>> start PASSAGE TO READ

1. Giant publishers Penguin and Random House are combining forces, a move which some say is absolutely necessary for survival against the onslaught of e-book competitors, and it’s likely that consolidation will continue, with money rather than culture driving publishing. A new era is also heralded by the Macmillan Dictionary going online only.

2. Brooklyn is becoming a key moviegoing region, thanks to new ventures like a hybrid theater/DVD rental store/bar. Further south, Virginia has seen its status as a movie production region boosted through tax incentives, with Lincoln providing a model example. The loser in that scenario is Los Angeles, which has lost over 16,000 production jobs since 2004, and now LA stands to lose porn workers too.

3. It’s shaping up to be a decent year at the movie box office, and there’s also increasing money to be made in video-on-demand, foreign markets (though China’s now a question mark), product placement, and branding.

4. Warner Bros. is beset by in-fighting, while Sony Pictures’ financial struggles continue. And though Sony insists the studio’s not for sale, Viacom’s CEO says fine, we totally don’t want to buy your stupid studio anyway. And now here comes Michael Eisner getting back in the game with Universal, which might mean…Are you sitting down? (Right, you’re probably sitting at a computer)…a new Garbage Pail Kids movie.

5. 33% of North American peak residential downstream internet traffic now involves Netflix, but while Netflix’s growth may have drawn some online video pirates away from BitTorrent, traffic via BitTorrent is still increasing. Mega is getting back in business in New Zealand, while Pirate Bay’s founder, already in detention in Sweden, is looking at new charges.

>> end PASSAGE TO READ
>> start STORED ROWS

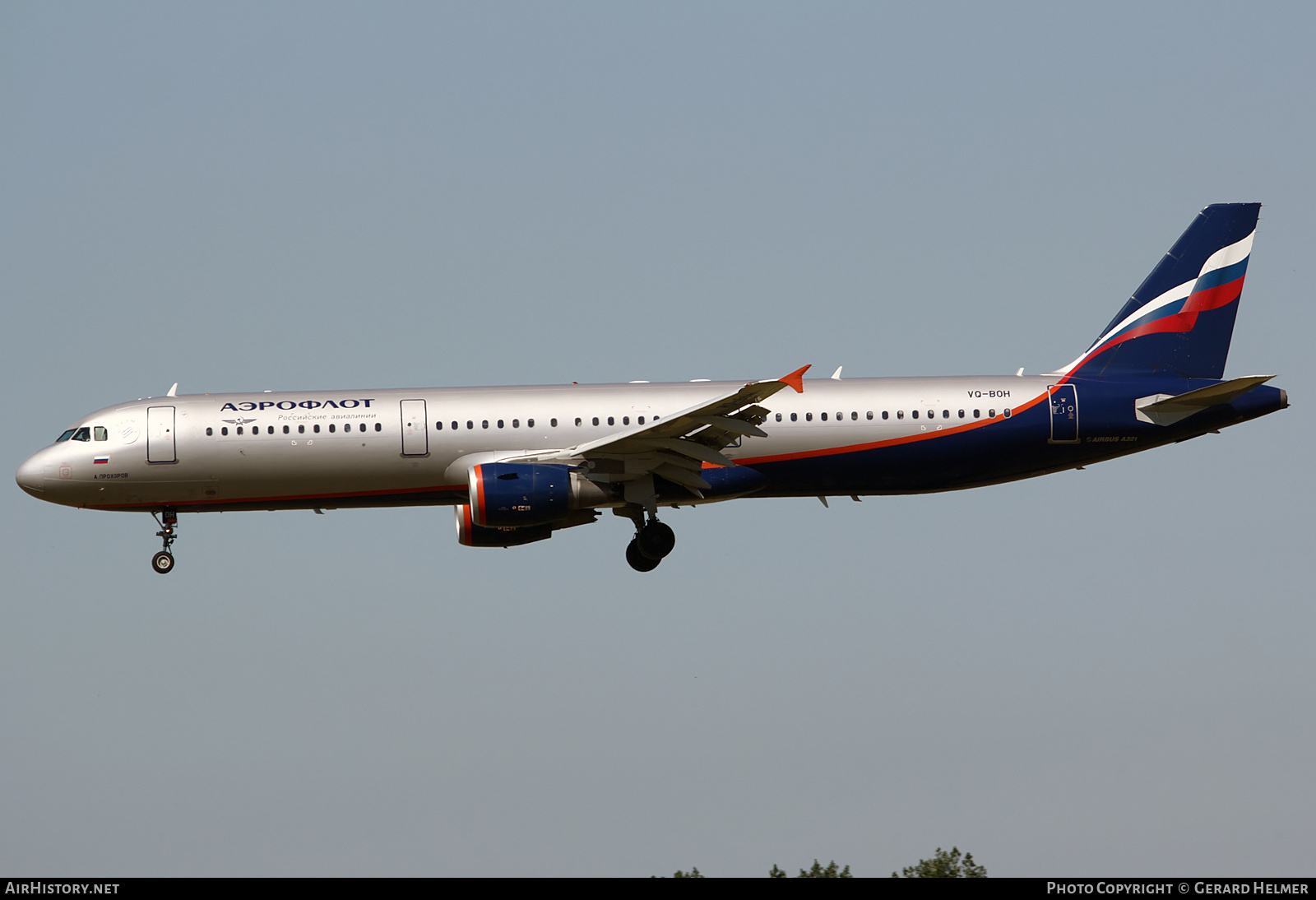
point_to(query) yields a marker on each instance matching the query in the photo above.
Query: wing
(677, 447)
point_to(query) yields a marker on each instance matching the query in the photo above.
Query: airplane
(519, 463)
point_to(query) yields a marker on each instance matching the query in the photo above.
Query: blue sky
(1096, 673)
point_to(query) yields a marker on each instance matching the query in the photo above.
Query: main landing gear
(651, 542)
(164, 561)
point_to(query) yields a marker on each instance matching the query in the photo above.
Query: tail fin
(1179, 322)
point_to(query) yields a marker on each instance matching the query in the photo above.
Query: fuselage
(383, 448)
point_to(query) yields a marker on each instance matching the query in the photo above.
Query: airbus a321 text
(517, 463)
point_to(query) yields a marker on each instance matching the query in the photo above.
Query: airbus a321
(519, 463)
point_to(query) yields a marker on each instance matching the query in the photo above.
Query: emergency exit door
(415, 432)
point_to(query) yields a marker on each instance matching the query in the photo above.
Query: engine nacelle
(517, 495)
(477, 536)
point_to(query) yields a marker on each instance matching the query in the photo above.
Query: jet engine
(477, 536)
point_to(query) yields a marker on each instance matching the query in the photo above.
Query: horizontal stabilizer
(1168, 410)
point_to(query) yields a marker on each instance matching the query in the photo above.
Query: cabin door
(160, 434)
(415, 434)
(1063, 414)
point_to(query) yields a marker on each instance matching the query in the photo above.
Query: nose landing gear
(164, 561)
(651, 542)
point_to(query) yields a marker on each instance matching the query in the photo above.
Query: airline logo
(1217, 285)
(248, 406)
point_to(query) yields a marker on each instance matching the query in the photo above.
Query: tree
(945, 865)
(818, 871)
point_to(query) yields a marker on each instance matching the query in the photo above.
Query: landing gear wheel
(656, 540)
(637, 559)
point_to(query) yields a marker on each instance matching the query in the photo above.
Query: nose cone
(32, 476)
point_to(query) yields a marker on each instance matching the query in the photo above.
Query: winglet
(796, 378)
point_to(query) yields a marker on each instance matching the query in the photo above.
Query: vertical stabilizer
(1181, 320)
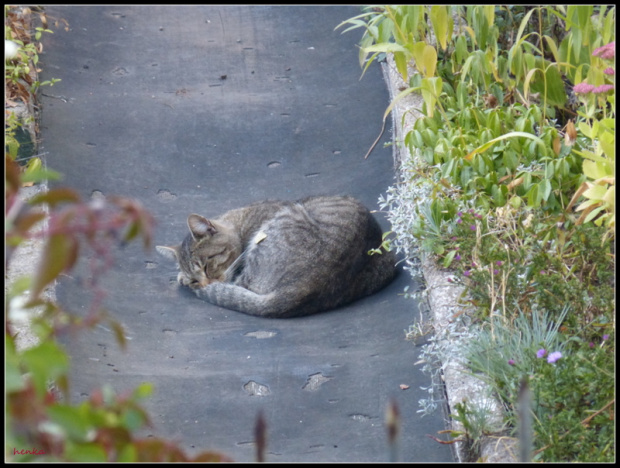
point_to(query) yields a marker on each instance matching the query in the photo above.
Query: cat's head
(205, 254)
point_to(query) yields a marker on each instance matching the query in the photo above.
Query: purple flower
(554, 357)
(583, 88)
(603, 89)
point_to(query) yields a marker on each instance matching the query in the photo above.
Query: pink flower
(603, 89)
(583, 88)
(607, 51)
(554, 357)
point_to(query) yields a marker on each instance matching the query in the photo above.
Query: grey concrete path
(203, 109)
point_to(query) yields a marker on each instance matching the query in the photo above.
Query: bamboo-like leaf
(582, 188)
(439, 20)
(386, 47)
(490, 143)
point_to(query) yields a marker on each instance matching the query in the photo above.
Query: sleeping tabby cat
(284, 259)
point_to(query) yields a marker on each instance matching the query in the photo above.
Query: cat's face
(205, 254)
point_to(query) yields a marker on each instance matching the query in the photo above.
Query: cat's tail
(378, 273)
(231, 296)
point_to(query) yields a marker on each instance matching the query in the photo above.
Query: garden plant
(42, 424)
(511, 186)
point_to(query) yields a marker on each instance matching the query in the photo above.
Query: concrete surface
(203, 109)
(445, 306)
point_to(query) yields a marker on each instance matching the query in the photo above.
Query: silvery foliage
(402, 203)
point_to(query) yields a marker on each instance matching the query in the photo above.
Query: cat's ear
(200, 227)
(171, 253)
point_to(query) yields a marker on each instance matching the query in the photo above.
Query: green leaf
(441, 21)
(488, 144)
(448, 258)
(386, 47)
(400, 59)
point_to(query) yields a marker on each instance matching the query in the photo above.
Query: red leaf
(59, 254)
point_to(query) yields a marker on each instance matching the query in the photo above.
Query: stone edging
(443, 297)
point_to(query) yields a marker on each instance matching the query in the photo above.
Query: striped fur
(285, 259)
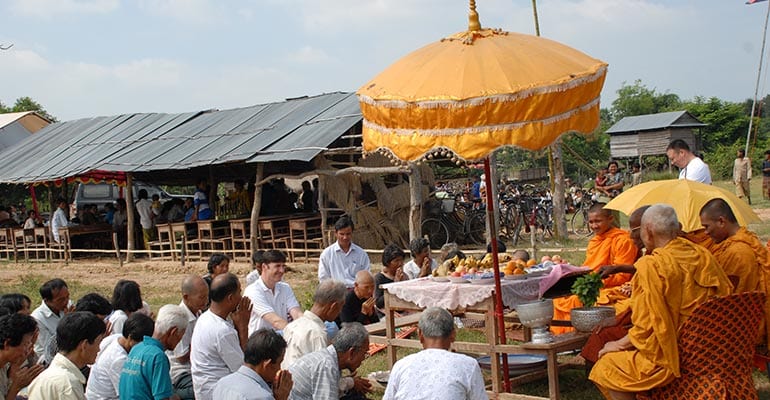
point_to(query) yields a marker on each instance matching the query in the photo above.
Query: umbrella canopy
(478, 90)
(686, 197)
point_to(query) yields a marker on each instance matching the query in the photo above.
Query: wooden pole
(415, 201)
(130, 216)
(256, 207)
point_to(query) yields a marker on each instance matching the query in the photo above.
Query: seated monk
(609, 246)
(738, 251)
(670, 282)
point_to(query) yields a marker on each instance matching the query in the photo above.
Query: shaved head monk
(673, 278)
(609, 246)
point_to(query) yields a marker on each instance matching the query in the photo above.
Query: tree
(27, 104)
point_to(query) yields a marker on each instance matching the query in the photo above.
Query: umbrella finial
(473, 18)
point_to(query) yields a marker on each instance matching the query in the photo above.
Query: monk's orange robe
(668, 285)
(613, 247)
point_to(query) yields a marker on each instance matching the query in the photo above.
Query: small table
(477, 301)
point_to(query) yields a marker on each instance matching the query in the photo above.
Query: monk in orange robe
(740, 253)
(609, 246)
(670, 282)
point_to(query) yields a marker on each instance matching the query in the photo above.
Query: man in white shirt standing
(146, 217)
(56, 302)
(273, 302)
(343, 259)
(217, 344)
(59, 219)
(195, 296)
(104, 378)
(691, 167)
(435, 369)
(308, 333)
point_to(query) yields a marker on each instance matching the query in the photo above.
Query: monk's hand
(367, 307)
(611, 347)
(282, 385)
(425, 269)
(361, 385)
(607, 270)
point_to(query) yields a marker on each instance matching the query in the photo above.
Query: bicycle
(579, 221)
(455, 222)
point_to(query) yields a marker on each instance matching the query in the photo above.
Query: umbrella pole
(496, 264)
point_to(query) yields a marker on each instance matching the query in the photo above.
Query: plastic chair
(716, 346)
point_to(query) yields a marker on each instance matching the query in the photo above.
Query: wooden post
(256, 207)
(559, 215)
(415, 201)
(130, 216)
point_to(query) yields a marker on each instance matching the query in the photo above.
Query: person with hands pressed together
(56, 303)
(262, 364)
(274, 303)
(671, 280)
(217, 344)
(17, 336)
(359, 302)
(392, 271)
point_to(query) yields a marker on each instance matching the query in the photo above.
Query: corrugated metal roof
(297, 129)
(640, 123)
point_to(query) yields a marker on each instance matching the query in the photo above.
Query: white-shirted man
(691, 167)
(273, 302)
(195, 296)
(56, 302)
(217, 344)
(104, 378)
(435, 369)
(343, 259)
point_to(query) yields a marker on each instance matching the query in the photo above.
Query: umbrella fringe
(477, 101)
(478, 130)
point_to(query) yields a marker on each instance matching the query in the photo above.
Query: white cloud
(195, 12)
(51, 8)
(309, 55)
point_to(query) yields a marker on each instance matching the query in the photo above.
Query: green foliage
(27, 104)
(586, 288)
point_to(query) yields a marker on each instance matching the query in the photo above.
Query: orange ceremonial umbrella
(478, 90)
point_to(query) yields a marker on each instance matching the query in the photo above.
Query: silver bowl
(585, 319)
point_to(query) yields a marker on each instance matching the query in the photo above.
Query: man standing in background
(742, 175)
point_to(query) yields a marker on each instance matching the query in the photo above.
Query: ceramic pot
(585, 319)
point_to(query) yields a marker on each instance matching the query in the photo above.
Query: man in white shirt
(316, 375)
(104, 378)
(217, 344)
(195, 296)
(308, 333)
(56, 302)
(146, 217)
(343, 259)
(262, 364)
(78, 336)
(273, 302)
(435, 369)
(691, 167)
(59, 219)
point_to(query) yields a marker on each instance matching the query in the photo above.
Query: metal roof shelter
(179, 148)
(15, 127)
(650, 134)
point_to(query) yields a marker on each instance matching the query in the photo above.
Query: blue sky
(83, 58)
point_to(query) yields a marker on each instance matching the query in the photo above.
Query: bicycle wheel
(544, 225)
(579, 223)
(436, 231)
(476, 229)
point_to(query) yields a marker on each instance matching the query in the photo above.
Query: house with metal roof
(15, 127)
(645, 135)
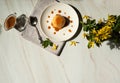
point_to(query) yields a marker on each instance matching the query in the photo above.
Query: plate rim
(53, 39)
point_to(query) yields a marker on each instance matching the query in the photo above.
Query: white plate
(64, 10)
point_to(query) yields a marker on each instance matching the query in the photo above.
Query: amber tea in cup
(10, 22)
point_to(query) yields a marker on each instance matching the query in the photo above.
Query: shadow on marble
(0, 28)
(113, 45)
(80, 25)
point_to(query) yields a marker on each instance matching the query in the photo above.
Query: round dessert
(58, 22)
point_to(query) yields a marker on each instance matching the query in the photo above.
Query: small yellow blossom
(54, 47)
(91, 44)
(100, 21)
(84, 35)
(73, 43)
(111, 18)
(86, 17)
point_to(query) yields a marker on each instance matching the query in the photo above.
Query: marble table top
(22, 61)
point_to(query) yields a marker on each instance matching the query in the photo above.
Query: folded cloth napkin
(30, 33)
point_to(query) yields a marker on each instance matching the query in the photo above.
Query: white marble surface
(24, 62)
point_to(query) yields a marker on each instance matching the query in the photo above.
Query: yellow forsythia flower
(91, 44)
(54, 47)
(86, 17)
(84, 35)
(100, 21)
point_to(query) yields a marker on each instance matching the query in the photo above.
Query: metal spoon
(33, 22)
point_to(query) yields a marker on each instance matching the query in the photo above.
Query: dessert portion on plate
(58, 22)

>> end STORED ROWS

TASKS TO COMPLETE
1 – According to the roundup, how many production jobs has Los Angeles lost since 2004?
2 – In one to three sentences, explain why the roundup says some people see the combining of Penguin and Random House as necessary.
3 – Reproduce the part of the roundup starting with "2. Brooklyn is" and going on through "product placement, and branding.".

TASK-BY-TASK SOLUTIONS
1 – Over 16,000.

2 – Some say the merger is absolutely necessary for the publishers to survive the onslaught of e-book competitors.

3 –
2. Brooklyn is becoming a key moviegoing region, thanks to new ventures like a hybrid theater/DVD rental store/bar. Further south, Virginia has seen its status as a movie production region boosted through tax incentives, with Lincoln providing a model example. The loser in that scenario is Los Angeles, which has lost over 16,000 production jobs since 2004, and now LA stands to lose porn workers too.

3. It’s shaping up to be a decent year at the movie box office, and there’s also increasing money to be made in video-on-demand, foreign markets (though China’s now a question mark), product placement, and branding.